Your goal: Give the entries again, word for word.

══ Entries shown ══

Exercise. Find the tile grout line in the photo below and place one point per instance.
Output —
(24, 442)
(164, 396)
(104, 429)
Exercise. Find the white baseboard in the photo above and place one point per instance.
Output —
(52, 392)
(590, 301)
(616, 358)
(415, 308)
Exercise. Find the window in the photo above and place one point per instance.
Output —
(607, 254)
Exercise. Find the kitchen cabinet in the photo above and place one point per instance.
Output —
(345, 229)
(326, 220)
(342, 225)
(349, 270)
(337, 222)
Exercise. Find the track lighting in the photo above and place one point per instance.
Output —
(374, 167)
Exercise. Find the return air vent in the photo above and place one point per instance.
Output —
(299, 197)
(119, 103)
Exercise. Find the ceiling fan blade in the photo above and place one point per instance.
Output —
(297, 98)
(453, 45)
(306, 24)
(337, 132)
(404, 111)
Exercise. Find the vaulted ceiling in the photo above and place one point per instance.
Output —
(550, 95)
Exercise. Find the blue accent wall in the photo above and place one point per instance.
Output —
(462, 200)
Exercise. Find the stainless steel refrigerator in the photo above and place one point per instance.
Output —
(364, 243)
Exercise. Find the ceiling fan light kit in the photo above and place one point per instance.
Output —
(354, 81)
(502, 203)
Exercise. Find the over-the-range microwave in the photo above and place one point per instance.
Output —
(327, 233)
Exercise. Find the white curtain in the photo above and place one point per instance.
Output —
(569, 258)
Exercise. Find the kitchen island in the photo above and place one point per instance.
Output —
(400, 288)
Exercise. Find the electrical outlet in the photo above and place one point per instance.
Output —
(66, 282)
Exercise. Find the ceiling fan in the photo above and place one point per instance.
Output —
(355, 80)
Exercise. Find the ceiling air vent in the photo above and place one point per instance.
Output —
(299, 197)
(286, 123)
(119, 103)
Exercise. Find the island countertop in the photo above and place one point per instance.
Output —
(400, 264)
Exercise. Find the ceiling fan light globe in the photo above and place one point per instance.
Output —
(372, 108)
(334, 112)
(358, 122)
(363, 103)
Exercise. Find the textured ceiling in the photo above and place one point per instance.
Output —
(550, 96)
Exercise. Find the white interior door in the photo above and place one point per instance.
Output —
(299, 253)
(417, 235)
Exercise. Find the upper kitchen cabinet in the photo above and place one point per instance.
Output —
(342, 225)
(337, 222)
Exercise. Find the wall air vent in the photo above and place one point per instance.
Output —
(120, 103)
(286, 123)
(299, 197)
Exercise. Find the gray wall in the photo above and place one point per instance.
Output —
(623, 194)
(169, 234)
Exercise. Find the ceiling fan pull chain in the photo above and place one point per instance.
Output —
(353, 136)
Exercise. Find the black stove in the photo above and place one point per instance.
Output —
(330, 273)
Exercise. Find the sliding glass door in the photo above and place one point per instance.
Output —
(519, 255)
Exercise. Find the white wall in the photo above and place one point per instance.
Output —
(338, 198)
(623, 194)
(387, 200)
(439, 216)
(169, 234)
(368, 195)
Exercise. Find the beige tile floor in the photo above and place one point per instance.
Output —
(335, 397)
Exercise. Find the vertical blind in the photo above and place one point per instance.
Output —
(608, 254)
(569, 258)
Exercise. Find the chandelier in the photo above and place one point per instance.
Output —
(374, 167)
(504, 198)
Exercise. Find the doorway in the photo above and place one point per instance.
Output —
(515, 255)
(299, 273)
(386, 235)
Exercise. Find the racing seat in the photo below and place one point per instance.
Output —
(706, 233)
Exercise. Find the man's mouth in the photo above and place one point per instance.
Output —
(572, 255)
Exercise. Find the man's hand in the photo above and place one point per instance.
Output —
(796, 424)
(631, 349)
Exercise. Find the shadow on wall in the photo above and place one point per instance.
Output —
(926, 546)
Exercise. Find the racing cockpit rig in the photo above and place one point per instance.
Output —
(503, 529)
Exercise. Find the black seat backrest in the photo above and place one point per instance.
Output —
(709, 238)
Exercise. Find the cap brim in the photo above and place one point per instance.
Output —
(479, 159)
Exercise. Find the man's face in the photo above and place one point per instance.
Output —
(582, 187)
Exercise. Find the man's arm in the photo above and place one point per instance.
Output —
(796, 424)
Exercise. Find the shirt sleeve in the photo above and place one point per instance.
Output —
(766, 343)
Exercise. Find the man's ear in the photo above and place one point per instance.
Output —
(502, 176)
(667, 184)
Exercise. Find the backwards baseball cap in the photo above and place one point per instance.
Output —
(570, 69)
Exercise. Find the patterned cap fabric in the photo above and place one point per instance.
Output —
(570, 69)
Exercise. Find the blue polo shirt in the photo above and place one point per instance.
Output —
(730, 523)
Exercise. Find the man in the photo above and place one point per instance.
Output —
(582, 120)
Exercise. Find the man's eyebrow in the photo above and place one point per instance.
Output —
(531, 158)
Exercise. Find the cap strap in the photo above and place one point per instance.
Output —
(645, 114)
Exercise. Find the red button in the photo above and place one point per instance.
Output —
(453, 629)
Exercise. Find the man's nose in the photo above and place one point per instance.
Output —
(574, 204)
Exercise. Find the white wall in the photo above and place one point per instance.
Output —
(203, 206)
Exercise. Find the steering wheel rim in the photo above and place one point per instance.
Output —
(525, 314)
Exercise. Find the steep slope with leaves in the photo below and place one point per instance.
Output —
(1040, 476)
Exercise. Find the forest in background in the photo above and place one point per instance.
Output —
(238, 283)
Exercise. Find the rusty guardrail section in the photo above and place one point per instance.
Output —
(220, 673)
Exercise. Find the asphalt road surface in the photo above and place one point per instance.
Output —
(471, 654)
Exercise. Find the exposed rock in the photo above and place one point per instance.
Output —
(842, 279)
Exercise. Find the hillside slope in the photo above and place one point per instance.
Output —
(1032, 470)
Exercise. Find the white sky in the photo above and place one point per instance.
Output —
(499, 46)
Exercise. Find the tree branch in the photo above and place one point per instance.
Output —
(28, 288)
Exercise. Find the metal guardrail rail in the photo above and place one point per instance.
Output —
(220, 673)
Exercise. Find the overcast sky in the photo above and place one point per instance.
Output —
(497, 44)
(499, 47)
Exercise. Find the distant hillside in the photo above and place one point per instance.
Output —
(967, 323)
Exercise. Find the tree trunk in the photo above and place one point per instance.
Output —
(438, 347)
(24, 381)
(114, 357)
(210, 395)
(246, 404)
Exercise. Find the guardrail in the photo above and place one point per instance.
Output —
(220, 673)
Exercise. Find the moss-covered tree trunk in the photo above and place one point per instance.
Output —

═══

Exercise output:
Exercise. Find the tile grout line in the photo below and place one point per instance.
Output —
(24, 442)
(164, 396)
(104, 429)
Exercise. Find the white baseboard in the photo above and place one point per instance.
Output —
(52, 392)
(590, 301)
(616, 358)
(415, 308)
Exercise. Find the window in the photo above and place one point per instance.
Output —
(607, 254)
Exercise. Find the kitchen cabinet in the photo above and place one point per instance.
Output —
(345, 229)
(326, 220)
(342, 225)
(349, 270)
(337, 222)
Exercise. Find the track lighting in the photo above and place one point per instance.
Output —
(374, 167)
Exercise. Find the return air vent in the photo above and place one point per instance.
Output —
(299, 197)
(119, 103)
Exercise. Find the ceiling fan blade in the photo above and place one point per instance.
Output —
(297, 98)
(453, 45)
(306, 24)
(337, 132)
(404, 111)
Exercise. Find the vaulted ceiling in the photo above and place one point per instance.
Output —
(550, 95)
Exercise. Find the blue accent wall in the photo above and place one point per instance.
Output —
(462, 200)
Exercise. Find the stainless steel refrigerator in the photo above and place one point per instance.
Output —
(364, 243)
Exercise. Find the ceiling fan light kit in the photo above and place one point per instance.
Output —
(354, 81)
(502, 203)
Exercise. Find the over-the-range microwave in the photo above and place one point per instance.
Output —
(327, 233)
Exercise. Find the white curtain in the photo above and place one point per instance.
Output —
(569, 258)
Exercise. Find the kitchen island in the photo above and place one point per instance.
Output —
(400, 288)
Exercise. Find the electrical outlet in the photo above and place one point per instance.
Output —
(66, 282)
Exercise. Find the ceiling fan in the photo above and place one point per instance.
Output —
(355, 80)
Exercise. Find the ceiling air vent in the photo above and place one point per instance.
Output —
(299, 197)
(286, 123)
(119, 103)
Exercise. Find the island countertop in the photo above and place one point per instance.
Output —
(400, 264)
Exercise. Find the ceiling fan light globe in the photo above and place one point per instance.
Output —
(372, 108)
(334, 112)
(358, 122)
(363, 103)
Exercise. Find the textured ceiling in the photo above and place one point per instance.
Output —
(550, 96)
Exercise. Find the white interior door in the photo above and place one point per instance.
Output —
(299, 253)
(417, 235)
Exercise. Find the upper kitchen cabinet in the photo above and place one point per instance.
Output —
(342, 225)
(337, 222)
Exercise. Find the wall air vent in the photo above and place one point per instance.
Output —
(120, 103)
(286, 123)
(299, 197)
Exercise. Find the gray wall in the photo above and place one point per instance.
Output —
(623, 194)
(169, 234)
Exercise. Find the ceiling fan pull chain in the photo above and place one point per instance.
Output —
(353, 136)
Exercise. Find the black stove in the photo above and place one point per instance.
Output —
(330, 273)
Exercise. Find the sliding glass door in the photo above and place one point per instance.
Output —
(519, 255)
Exercise. Find the white wall in the photo above and place one point per instance.
Output —
(338, 198)
(623, 194)
(387, 200)
(439, 216)
(169, 234)
(368, 195)
Exercise. Find the beige tile floor in the photo above and place one point per instance.
Output —
(335, 397)
Exercise. Find the vertical blind in the photo above and place one point per instance.
Output —
(608, 254)
(569, 258)
Exercise. Find the chandelier in the photo above and place one point per instance.
Output —
(374, 167)
(504, 198)
Exercise. Find the doorway in the photo above and place one point per instance.
Output —
(515, 255)
(299, 273)
(386, 235)
Exercise. Find the racing seat in the photo below and place one point per instance.
Output —
(706, 233)
Exercise. Find the man's mouth in the photo above and place one point per instance.
Output —
(572, 255)
Exercise. Find the man's hand in the photo above and place one point per instance.
Output —
(796, 424)
(631, 349)
Exercise. Find the shadow on wall in the photo above and place one point per instance.
Output —
(926, 546)
Exercise. Find the racing cockpit rig in the photo above and place one point per instance.
Output —
(503, 529)
Exercise. Find the black seat backrest in the photo above and place one point per instance.
Output —
(709, 238)
Exercise. Find the cap brim in the photo above and place one point per instance.
Output —
(479, 159)
Exercise. Find the man's face in the photo above and place one point per instance.
Output —
(582, 187)
Exercise. Find the man's arm in the photo above and place one point per instance.
Output —
(796, 424)
Exercise. Find the shirt sleeve in the photo above and place one point per instance.
Output —
(766, 343)
Exercise. Find the man's ear in the photo above and place one point per instance.
Output —
(502, 176)
(667, 184)
Exercise. Find the backwards baseball cap in the photo above and place one point per instance.
Output —
(570, 69)
Exercise. Find the patterned cap fabric in the photo above and place one point per instance.
Output —
(570, 69)
Exercise. Find the blue polo shirt in the photo above and place one point per instance.
Output —
(730, 523)
Exercise. Find the man in the photo above and place one point per instance.
Output —
(582, 120)
Exercise. Find the man's eyebrow in the photo above and place one point per instance.
Output —
(531, 158)
Exercise. Find the cap strap in the photo above and place one point per instance.
Output —
(645, 114)
Exercise. Find the red button in the photo above and place one point per instance.
Output —
(453, 629)
Exercise. Find the man's nose in the photo above and place one point per instance.
Output —
(574, 204)
Exercise. Find the white wall in the photo above and place one point per instance.
Output —
(203, 206)
Exercise. Find the steering wheel rim in the photo above and place one point per instance.
Output —
(525, 314)
Exercise. Find the steep slope with leaves in the photo below and place one point per instance.
Output —
(1040, 476)
Exercise. Find the forest in background in the photo above and place one point per instance.
Output —
(238, 283)
Exercise. Find the rusty guardrail section in the photo above and place one point per instance.
Output —
(220, 673)
Exercise. Find the asphalt road surface in the photo above and place one point per instance.
Output —
(471, 654)
Exercise. Find the exposed rock in the photo above and place one point per instance.
Output —
(842, 279)
Exercise. Find the hillside slope in the photo above and place one point per instance.
Output —
(1032, 470)
Exercise. Find the white sky in the photo above and place one point per instance.
Output —
(499, 46)
Exercise. Find the tree branch in the photo above and place one point per instance.
Output —
(28, 288)
Exercise. Find the metal guardrail rail in the photo above and place one point per instance.
Output —
(220, 673)
Exercise. Find the overcast sky in the photo above and place one point per instance.
Output —
(497, 44)
(499, 47)
Exercise. Find the distant hillside in the photo above and place one point per instance.
Output —
(967, 323)
Exercise. Find the tree trunk in the photo above and place one point per instance.
Output —
(438, 347)
(24, 381)
(114, 357)
(210, 395)
(246, 404)
Exercise. Find the guardrail in the photo above and place one point per instance.
Output —
(220, 673)
Exercise. Find the moss-covered tree trunk in the photo above and place one point per instance.
Output —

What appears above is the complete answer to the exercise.